**What needs to be done**. The pictures stay out; all of the data is to be printed exactly.

-- Opening Marker --

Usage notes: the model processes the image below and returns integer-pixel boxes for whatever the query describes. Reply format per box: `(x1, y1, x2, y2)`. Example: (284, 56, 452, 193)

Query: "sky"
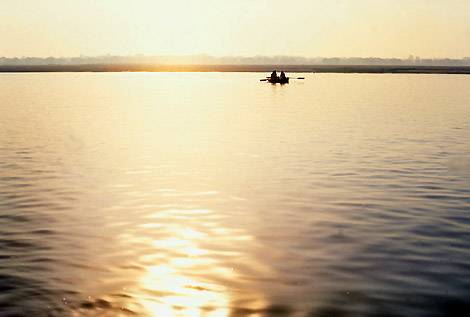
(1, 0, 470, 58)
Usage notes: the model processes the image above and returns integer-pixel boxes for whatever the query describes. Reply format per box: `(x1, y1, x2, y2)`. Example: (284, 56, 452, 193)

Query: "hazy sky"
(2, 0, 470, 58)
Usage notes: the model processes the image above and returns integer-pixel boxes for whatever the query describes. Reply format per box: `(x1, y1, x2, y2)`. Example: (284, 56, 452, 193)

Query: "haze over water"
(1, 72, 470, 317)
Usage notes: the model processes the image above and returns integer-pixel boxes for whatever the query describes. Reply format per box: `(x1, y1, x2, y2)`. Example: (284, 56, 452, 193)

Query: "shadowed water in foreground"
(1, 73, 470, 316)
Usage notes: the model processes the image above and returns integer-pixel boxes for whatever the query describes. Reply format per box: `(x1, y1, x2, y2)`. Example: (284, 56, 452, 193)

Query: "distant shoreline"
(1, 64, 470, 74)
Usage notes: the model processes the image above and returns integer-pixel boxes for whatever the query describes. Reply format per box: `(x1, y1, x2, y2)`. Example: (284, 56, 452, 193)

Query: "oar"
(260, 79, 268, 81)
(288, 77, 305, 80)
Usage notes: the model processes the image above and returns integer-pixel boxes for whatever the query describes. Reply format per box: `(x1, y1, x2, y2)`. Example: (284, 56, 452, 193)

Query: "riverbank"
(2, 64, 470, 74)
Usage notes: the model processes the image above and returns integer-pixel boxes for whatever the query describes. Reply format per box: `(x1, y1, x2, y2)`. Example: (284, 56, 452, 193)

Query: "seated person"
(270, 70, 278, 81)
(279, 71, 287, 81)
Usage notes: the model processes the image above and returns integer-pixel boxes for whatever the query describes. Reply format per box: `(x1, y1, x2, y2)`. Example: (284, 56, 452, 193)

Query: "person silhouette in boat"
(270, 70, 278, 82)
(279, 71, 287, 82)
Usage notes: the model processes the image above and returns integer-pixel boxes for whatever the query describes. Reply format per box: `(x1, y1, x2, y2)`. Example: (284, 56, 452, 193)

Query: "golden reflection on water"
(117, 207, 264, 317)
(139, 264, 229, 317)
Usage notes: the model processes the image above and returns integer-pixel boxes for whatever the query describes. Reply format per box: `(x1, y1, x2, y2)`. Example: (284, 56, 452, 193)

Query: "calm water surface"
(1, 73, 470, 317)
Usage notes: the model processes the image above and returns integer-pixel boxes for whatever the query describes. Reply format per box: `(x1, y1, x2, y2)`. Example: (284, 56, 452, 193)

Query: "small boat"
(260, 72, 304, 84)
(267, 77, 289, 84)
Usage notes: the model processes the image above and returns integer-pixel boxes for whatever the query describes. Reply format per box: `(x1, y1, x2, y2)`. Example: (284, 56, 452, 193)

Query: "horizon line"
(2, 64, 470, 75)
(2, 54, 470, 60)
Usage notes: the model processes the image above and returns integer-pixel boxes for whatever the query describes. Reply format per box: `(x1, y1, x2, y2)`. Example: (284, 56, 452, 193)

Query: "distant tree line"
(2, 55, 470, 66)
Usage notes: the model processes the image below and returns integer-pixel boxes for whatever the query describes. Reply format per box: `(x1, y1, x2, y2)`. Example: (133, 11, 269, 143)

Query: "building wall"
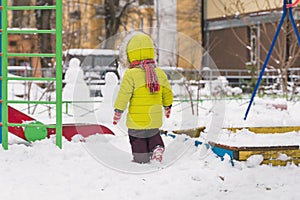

-- Closing Marker --

**Result**.
Usage notes: the model processes the image below and returns integer-pixel boxes for whatever the query describes. Reply format per box: `(x1, y1, x2, y2)`. Example: (284, 56, 452, 193)

Query: "sky"
(1, 0, 470, 58)
Usage notes: the model processes the image above and returns integer-pixel boxes for whatever the query describes. Reply format per box: `(x1, y1, x2, y2)`. Example: (284, 56, 452, 193)

Query: "hazy sky"
(2, 0, 470, 58)
Usage notes: the model processes the image above and returns integer-pixel boxes for whatever the query describes. Reply format per box: `(x1, y1, x2, y2)`. Example: (284, 56, 452, 193)

Query: "haze over water"
(1, 72, 470, 317)
Usage notes: the model processes the image above and returns integer-pixel boxes for whatever the query describes. Reply format per box: `(x1, y1, x2, y2)`. Example: (284, 56, 452, 193)

Query: "shadowed water in foreground"
(1, 73, 470, 316)
Usage notes: the model processes the image above and returns integer-pixel boxes for whatever the query describes. Reply format per box: `(x1, y1, x2, y2)`. Example: (284, 56, 452, 193)

Query: "distant shoreline"
(1, 64, 470, 74)
Usage notes: the model processes the image above and returns integer-pixel boxes for whatever the query describes. Reply format per box: `(x1, y1, x2, y2)`. Example: (284, 56, 452, 193)

Query: "oar"
(260, 79, 268, 81)
(288, 77, 305, 80)
Usage notes: the model processes the image above and returns integer-pixel boxes for whatever the query describes. Reply format per box: `(x1, y1, x2, y2)`. Example: (284, 56, 452, 193)

Query: "riverbank"
(2, 64, 470, 74)
Usage notes: the model processes the image above and returns integer-pixel boxes for whatever the query describes. Reply format per box: `(x1, y1, x2, y2)`. Example: (284, 56, 452, 193)

Query: "seated person"
(270, 70, 278, 81)
(279, 71, 287, 81)
Usage notes: the model processes the image above and returns integer-pixel boxes for whatever the query describes. Reply format per box: `(x1, y1, x2, y2)`. Example: (284, 56, 452, 193)

Query: "person silhouette in boat"
(270, 70, 278, 82)
(279, 71, 287, 82)
Usage notes: the model processes the image above and returns integer-pixel boxes for whatever the query describes. Reply format per box: `(x1, y1, x2, y2)`. Example: (284, 56, 452, 193)

Query: "golden reflection on water"
(117, 207, 264, 317)
(139, 264, 229, 317)
Usage notes: the model processes the image above and returns integer-pixel boxes for whatever the query describes. Reply format per box: `(x1, y1, x2, y2)`. Example: (284, 56, 452, 193)

Query: "calm water surface"
(1, 73, 470, 317)
Usage notes: the model processes the image above and returns integer-pixel boxes for whatever the query describes. Reply format per box: `(x1, y1, x2, y2)`. Example: (284, 56, 452, 193)

Query: "small boat"
(260, 72, 304, 84)
(267, 77, 289, 84)
Usage notes: the model processes the image above and returns integer-pixel boxes for whatever the query describes. Reply format per box: `(x1, y1, x2, y2)`. Example: (284, 56, 452, 193)

Query: "horizon line"
(2, 64, 470, 75)
(2, 54, 470, 60)
Usage notes: the model processes the image above and returns integer-pixel boxes for whatever the query describes. Reply format per box: `(x1, y1, x2, y2)`. Example: (284, 56, 452, 193)

Query: "distant tree line"
(2, 55, 470, 66)
Usage notes: the model processes the image below and returns integer-pixel boxes for whatever the query describes. Reply format per box: `(x1, y1, x2, y2)`. Example: (133, 11, 269, 143)

Query: "building wall"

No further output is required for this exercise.